• _Stated problem A_
The blog post below on Internet community research names other activity of a community that could be caught through interviews or participant observation. List every such activity it mentions.
• _Stated problem B_
Pick up the blog post on online community research and carry it on past its final sentence.

• _Passage given_
┄┄┄┄┄┄

Category Archives: Identities

Community or settlement?

I’m still puzzling over the big issue for Internet community research ethics. Is what we see online a virtual identity,which should be treated according to the ethical standards of human subject research, or is it published text, in which case the relevant ethical standards relate to copyright and acknowledgement?

Quentin Jones article on cyber settlements and online comunities perhaps points a way forward here. In an online community people have identities, in a cyber settlement you find artefacts. It’s a subtle distinction, but I think it’s useful.

For example, in ‘my’ conference. If I look at how many people posted attachments in week three, or how many replies there were compared with new threads, I’d be looking at the artefacts of a cyber settlement. If I look at the content of the postings I’m looking at the online community.

Research questions

* Which are the main subject positions to be found within a learning community which comes together in an aynchronous online environment?

* How are these subject positions introduced or created?

* Which of these subject positions work to support learning, and which discourage learning?

* How can the asynchronous environment be designed in order that participants will position themselves, and others, in ways which support learning?  

How would I answer these questions? Well, first of all I’ve got to find an online community which comes together in an asynchronous environment. It’s probably best if they only come together online, because then I have access to all the whole-community activity. The other activity of the comunity eg texts, emails, IMs, meetings, phone conversations I could catch either through interviews or through participant observation.

┄┄┄┄┄┄

• _Listed records_
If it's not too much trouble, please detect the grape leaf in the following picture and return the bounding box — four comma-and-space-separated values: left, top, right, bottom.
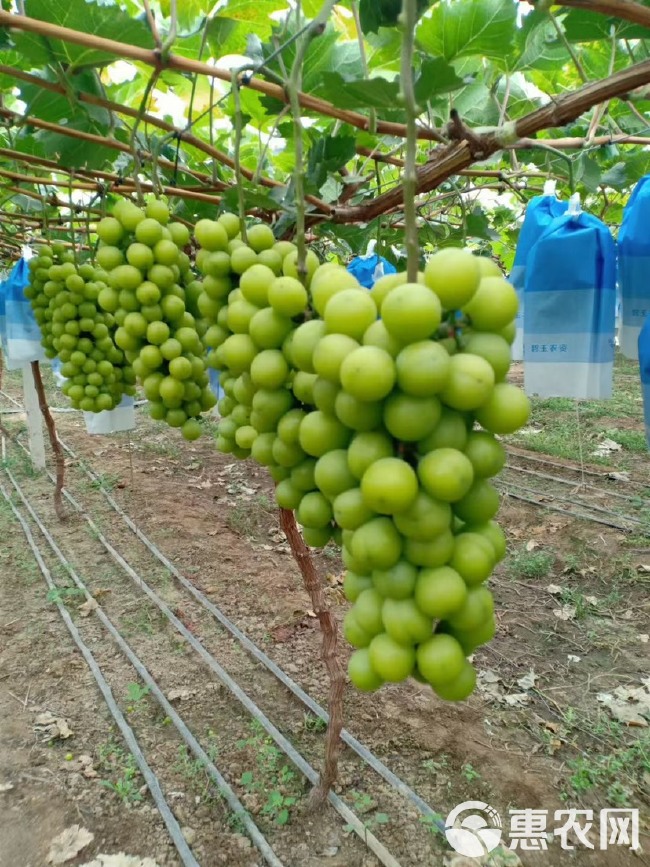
316, 72, 399, 109
12, 0, 154, 68
307, 135, 356, 191
416, 0, 517, 60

┄┄┄┄┄┄

• _Expected output A_
- texts
- emails
- IMs
- meetings
- phone conversations

• _Expected output B_
I’d probably want more than one community so I could generalise. On the other hand, this is potentially a vast set of data, so I don’t want to go wild and have lots of communities. What about one community on which I focus, and another three where I observe but don’t collect so much data? 

So, four OU courses which come together via First Class. They’d better be undergraduate, because postgraduate isn’t so generalisable. They’d better be in different disciplines, because that makes it more generalisable. If I want to be a participant observer it might be best to have a course that I’ll find relatively easy, so I don’t have to waste huge amounts of time doing the work. Or, another possibility, if I were tutoring on the course I’d have access to different sorts of data.

And position/identity has a very strong link with gender so I’d like to look at a mostly boy course and a mostly girl course, and perhaps at a level one / openings course where people aren’t used to being students, and a level three course where they’re used to learning.

And it;s probably better if they’re not being too reflexive, so not one of the courses on identity.

Identities noted by Rasmussen (7.2.06)

These are the main positions that Rasmussen identifies in her observations. They mainly refer to the 2 teachers and 5 pupils.

She wasn’t focusing on positioning and identity, so this is presumably only a few of the more obvious positions. I can see that some of them would actively support learning, while others would act to block learning.

Girl. Boy.
Explorer [of knowledge]. Presenter [of knowledge]. Evaluator. User.
Participant. Leader. Member. Active member.
Authority figure. Teacher. Facilitator. Supervisor. Shepherd.
Group leader. Someone in charge. Mouse controller. Spokesman. Main director.
Peripheral participant. Active participant. Participant.
Constructor. Interpreter.
Student. Pupil. Learner. Main agent of their learning. Peer.
Insider. Outsider. Observer. Monitor. Audience.
Teaching team. Focus group. Friend. Girl unit.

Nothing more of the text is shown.